▶ GIVEN TEXT
= Beginning of Section =

The Duterte regime announced on August 6 its plan to borrow an additional ₱3 trillion next year. The regime will use the money to finance the country’s ballooning chronic budget deficit. As in previous years, there are insufficient funds to finance its programs and loan payments next year.
The amount set to be borrowed is equivalent to 67% of the planned ₱4.5-trillion national budget for 2021. This means that for every ten pesos that the reactionary government will spend, seven pesos will be funded using debt. The planned budget is 10% higher than the ₱4.1-trillion national budget this year.
Even the regime’s economic managers admitted that the budget deficit will further balloon in coming years especially as tax revenues are expected to plunge due to continuing lockdowns across the country. They estimated that the budget deficit will reach a record-high of ₱1.82 trillion for the entire 2020.
Based on the regime’s estimate, the budget deficit has already reached ₱560.4 billion during the first half of the year. The amount is more than 13 times higher compared to what was recorded during the same period in the past year. The ballooning deficit is primarily a result of tax losses due to widespread lockdowns which put a halt to production and other economic activities across the country. This in addition to huge tax losses due to incentives given by the regime to corporations during the pandemic (Read related article in Ang Bayan, June 7.)
With falling tax revenues, the regime trimmed down its initial targeted tax revenue this year by 28% to ₱2.29 trillion. As of July, the regime has been able to collect only 32% of the said amount.
Amid the sore lack of funds, the regime went on a borrowing binge and incurred a debt of of ₱1.7 trillion during the first six months of 2020 alone. The amount is more than twice higher compared to debt incurred during the same period last year.
Where do debts come from?
According to the reactionary government, 75% of the targeted borrowing next year will be accumulated in the form of government bonds, while 25% will be sourced from imperialist banks and financial institutions.

= End of Section =

▶ SUPPLIED INFORMATION
= Beginning of Section =

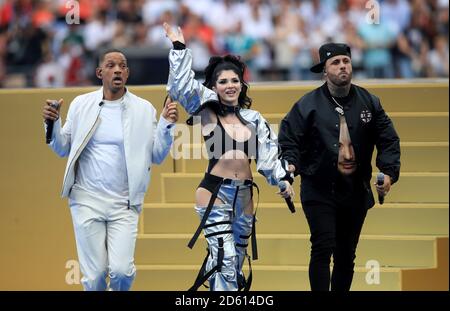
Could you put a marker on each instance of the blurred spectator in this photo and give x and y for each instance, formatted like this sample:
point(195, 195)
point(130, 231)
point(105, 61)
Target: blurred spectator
point(153, 10)
point(50, 73)
point(438, 58)
point(378, 40)
point(99, 32)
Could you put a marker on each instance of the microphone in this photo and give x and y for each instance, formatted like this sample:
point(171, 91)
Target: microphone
point(282, 186)
point(49, 123)
point(380, 182)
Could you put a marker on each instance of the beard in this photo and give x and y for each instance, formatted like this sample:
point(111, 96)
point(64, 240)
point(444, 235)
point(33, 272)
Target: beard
point(339, 80)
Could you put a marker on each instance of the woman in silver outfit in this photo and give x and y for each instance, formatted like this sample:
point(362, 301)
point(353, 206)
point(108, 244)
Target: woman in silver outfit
point(233, 134)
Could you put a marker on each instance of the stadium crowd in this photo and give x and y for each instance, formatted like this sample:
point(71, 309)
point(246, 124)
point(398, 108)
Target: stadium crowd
point(46, 44)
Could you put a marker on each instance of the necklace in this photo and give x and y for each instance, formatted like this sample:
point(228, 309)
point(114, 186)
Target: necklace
point(339, 107)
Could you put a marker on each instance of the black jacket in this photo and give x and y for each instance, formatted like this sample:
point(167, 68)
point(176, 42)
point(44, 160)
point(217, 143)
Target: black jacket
point(309, 139)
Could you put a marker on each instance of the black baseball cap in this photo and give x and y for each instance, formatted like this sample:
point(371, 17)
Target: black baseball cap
point(328, 51)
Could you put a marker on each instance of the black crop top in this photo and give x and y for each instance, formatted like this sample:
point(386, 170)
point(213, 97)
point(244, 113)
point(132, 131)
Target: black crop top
point(218, 142)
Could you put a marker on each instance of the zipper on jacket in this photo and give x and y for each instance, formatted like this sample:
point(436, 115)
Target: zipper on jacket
point(83, 144)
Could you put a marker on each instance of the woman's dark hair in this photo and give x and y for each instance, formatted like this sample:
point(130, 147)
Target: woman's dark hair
point(217, 64)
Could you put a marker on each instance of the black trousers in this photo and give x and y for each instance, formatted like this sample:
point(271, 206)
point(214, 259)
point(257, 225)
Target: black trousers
point(335, 228)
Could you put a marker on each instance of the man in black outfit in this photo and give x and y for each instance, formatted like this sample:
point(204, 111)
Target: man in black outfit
point(328, 138)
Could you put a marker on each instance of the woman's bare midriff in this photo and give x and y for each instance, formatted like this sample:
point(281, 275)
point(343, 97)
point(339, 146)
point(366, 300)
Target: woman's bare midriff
point(232, 166)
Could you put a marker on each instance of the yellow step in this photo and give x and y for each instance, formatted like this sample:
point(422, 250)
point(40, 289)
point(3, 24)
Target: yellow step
point(265, 278)
point(389, 218)
point(289, 249)
point(180, 188)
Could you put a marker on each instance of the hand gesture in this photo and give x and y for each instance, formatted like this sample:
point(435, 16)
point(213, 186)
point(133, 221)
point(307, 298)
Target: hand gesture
point(385, 187)
point(51, 109)
point(174, 35)
point(170, 110)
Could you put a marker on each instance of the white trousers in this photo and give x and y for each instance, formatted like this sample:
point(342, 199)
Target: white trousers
point(105, 234)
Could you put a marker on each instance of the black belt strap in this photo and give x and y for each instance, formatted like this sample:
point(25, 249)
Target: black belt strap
point(202, 277)
point(254, 244)
point(248, 282)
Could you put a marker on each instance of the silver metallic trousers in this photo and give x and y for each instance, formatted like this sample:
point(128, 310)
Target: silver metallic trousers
point(228, 227)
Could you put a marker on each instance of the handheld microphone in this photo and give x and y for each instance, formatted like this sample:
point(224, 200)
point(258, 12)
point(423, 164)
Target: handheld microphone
point(282, 186)
point(49, 123)
point(380, 182)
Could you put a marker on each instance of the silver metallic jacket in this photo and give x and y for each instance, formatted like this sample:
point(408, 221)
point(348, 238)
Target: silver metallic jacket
point(191, 94)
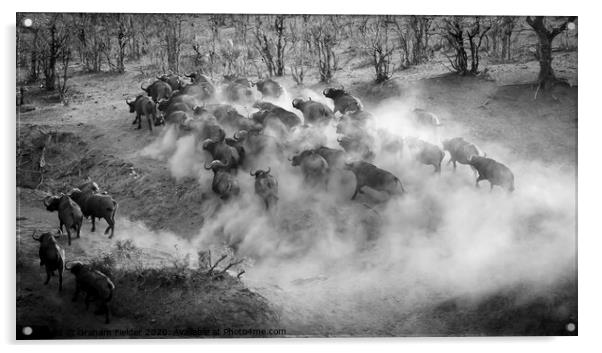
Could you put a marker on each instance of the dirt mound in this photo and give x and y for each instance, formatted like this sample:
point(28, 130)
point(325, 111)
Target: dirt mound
point(55, 161)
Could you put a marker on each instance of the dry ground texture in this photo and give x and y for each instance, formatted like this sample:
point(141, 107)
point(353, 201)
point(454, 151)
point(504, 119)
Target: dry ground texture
point(157, 289)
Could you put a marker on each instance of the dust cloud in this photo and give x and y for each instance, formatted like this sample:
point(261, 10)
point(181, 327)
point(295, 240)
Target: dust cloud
point(328, 259)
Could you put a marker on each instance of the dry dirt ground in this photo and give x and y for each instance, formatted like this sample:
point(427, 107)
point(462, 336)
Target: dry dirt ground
point(93, 136)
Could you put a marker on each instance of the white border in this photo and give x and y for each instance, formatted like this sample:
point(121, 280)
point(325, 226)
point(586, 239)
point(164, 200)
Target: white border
point(590, 158)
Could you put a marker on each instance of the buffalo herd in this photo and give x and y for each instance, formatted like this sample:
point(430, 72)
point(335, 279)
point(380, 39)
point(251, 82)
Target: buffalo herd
point(190, 104)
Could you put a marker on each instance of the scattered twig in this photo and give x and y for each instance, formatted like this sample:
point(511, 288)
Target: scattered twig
point(230, 265)
point(216, 263)
point(537, 91)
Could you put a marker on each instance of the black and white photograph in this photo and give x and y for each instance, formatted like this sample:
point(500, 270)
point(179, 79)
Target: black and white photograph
point(245, 175)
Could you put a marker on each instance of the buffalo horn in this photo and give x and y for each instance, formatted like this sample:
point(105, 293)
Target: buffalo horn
point(46, 200)
point(207, 142)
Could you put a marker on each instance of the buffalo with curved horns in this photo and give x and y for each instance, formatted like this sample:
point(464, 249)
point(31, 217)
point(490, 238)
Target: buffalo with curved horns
point(266, 187)
point(70, 213)
point(96, 206)
point(224, 183)
point(51, 255)
point(95, 284)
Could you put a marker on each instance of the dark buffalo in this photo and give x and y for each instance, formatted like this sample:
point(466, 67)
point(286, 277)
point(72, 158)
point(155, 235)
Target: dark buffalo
point(495, 172)
point(143, 106)
point(277, 117)
point(70, 213)
point(460, 150)
point(343, 101)
point(313, 166)
point(51, 256)
point(269, 88)
point(426, 153)
point(266, 187)
point(369, 175)
point(172, 80)
point(313, 112)
point(158, 90)
point(268, 111)
point(89, 185)
point(224, 183)
point(334, 157)
point(178, 99)
point(95, 284)
point(96, 206)
point(223, 152)
point(236, 92)
point(359, 143)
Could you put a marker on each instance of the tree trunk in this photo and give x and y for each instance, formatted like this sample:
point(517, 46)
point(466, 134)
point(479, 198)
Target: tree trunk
point(50, 72)
point(546, 77)
point(544, 53)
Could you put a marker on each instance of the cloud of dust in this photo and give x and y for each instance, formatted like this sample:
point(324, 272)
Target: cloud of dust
point(362, 261)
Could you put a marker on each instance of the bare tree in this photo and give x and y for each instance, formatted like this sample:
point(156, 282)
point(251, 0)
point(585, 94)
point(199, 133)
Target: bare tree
point(403, 31)
point(546, 34)
point(172, 39)
point(324, 33)
point(475, 35)
point(375, 34)
point(299, 48)
point(420, 26)
point(456, 31)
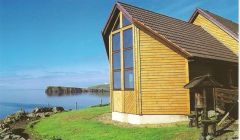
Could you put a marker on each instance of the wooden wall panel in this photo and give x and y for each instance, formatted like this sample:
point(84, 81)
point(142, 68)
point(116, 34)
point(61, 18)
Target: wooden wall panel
point(163, 75)
point(218, 33)
point(129, 102)
point(118, 101)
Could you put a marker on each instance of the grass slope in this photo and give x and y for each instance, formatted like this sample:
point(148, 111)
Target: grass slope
point(83, 125)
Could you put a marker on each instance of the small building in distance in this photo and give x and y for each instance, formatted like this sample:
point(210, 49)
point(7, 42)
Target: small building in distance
point(152, 56)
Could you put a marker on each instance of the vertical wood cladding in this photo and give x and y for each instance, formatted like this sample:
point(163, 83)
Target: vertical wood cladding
point(163, 75)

= End of Section =

▶ REQUIREMENT
In the article on the Duterte regime's borrowing plan, what share of next year's targeted borrowing will come from government bonds?

▶ WRITTEN RESPONSE
75%